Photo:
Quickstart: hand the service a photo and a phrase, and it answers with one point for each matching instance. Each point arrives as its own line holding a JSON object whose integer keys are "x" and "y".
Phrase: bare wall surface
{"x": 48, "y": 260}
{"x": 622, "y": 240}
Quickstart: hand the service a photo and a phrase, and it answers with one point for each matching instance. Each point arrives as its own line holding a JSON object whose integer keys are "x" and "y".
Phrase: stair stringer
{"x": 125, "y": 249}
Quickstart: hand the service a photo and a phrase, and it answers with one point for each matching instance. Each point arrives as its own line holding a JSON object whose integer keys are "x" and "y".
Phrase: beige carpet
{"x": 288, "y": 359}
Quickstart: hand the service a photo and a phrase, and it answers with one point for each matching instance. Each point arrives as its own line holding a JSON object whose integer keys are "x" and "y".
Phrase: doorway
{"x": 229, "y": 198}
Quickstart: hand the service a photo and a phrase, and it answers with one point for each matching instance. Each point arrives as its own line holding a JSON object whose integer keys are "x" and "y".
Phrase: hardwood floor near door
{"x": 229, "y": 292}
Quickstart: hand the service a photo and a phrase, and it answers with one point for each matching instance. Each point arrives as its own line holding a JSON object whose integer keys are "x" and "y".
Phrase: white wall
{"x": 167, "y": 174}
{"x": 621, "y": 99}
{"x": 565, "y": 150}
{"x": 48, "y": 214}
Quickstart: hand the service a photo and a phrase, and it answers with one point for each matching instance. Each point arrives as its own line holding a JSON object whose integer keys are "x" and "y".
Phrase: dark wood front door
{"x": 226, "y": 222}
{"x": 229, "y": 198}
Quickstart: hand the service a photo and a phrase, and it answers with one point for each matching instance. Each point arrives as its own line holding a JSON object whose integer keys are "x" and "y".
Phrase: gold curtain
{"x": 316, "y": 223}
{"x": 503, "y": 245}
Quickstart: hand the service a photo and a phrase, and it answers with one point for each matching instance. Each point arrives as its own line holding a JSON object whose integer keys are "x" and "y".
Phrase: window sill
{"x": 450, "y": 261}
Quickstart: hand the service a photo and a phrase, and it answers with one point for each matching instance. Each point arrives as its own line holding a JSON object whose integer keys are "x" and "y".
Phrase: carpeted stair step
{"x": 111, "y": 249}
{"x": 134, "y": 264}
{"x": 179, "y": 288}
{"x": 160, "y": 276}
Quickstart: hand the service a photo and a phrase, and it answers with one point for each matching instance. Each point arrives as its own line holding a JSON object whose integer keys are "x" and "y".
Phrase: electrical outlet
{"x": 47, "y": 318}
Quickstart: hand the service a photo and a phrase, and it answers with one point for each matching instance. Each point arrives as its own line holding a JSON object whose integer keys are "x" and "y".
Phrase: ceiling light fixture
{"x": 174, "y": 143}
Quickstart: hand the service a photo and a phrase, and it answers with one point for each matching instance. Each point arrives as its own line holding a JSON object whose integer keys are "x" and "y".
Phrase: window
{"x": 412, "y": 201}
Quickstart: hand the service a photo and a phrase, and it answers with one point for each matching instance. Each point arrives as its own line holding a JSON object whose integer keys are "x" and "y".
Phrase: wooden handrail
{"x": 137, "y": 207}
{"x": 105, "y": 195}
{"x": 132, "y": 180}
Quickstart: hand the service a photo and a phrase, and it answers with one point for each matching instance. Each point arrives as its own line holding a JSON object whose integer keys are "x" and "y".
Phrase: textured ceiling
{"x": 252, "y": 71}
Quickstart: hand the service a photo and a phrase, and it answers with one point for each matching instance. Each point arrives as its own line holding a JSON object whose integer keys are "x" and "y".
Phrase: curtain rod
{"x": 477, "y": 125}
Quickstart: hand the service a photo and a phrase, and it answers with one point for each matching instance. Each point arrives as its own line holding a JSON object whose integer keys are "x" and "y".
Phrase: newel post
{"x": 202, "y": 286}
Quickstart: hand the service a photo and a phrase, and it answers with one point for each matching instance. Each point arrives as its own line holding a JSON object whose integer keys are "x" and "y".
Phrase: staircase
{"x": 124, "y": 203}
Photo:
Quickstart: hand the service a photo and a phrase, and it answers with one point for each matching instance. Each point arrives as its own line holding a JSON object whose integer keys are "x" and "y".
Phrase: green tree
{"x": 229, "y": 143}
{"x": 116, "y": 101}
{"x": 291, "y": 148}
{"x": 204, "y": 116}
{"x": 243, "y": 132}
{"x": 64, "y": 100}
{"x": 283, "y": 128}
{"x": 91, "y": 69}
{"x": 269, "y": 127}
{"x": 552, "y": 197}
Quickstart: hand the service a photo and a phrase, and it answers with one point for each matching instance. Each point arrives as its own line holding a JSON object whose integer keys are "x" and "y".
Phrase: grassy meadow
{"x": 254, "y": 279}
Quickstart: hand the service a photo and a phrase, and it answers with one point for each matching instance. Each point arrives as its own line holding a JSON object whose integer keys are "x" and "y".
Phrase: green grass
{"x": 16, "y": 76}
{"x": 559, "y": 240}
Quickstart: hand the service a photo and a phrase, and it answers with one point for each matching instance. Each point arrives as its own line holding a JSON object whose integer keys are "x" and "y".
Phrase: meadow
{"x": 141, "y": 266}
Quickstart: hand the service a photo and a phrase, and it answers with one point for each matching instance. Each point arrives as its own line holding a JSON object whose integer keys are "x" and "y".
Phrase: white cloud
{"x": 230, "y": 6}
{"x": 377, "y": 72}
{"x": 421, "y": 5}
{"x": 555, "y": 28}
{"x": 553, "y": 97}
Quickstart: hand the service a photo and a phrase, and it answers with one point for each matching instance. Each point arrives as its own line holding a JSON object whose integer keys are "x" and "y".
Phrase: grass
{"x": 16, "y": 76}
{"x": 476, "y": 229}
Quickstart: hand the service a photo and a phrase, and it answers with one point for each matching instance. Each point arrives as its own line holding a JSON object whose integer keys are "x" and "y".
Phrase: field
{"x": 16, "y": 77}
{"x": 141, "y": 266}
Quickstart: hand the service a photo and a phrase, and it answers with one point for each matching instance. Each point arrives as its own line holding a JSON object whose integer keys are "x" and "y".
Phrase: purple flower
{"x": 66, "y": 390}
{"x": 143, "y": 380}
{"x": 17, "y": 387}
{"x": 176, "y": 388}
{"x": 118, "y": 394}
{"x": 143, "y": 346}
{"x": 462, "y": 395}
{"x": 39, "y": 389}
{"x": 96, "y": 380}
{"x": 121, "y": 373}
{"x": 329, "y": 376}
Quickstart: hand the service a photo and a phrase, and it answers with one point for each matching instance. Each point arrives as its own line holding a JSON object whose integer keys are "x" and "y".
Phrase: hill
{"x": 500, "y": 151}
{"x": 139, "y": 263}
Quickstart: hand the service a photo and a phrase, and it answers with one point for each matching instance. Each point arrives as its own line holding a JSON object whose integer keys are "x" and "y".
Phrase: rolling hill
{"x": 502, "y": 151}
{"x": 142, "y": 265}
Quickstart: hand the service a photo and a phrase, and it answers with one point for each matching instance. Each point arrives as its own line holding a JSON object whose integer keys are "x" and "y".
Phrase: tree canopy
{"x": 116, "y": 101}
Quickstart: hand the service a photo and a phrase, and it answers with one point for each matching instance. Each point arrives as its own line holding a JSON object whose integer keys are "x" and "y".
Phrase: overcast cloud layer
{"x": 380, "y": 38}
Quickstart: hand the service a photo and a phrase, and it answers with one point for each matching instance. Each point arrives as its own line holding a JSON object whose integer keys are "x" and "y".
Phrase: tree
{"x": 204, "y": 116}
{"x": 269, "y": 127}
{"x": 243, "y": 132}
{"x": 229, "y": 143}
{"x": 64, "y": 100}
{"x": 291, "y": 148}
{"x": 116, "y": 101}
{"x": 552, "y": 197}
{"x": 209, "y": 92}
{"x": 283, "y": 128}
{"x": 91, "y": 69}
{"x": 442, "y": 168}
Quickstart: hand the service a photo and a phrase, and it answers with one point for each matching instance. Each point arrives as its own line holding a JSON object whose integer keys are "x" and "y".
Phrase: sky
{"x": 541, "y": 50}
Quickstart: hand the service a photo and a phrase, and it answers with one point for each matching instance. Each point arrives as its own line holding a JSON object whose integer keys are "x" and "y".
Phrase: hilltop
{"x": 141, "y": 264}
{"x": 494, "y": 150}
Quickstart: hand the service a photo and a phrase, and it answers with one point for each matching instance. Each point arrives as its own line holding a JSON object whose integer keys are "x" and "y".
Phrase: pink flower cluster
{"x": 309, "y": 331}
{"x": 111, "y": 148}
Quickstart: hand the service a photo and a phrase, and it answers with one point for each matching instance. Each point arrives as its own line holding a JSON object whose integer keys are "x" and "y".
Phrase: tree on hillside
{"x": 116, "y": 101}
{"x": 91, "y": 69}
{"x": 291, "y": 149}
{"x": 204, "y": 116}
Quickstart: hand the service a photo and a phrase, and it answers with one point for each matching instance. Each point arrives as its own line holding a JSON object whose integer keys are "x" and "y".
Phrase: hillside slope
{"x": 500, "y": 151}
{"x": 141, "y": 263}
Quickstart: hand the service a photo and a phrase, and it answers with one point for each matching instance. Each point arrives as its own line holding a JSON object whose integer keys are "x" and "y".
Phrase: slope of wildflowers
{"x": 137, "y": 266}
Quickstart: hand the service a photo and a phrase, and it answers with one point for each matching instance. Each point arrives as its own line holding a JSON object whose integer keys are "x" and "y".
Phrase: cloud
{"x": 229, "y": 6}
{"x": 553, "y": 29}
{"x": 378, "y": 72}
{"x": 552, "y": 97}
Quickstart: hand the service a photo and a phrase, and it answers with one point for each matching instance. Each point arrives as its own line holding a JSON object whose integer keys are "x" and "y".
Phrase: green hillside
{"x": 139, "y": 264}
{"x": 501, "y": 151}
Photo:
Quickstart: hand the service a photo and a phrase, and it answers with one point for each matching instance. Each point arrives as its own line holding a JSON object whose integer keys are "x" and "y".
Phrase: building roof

■ ■ ■ ■ ■

• [Task details]: Look for the line with "Phrase: cloud" in the records above. Repeat it and each line after it exactly.

• [Task response]:
Phrase: cloud
{"x": 229, "y": 6}
{"x": 553, "y": 29}
{"x": 378, "y": 72}
{"x": 552, "y": 97}
Quickstart: hand the service a photo and a phrase, and it answers with one point for each matching instance. Each point arrives as its own line holding a JSON object whose integer keys are "x" and "y".
Phrase: green hillside
{"x": 139, "y": 264}
{"x": 501, "y": 151}
Photo:
Quickstart: hand the service a photo and a phrase, and it answers with one point for each matching instance. Each point arrives as its own line holding a JSON object whose integer keys are "x" and "y".
Phrase: building roof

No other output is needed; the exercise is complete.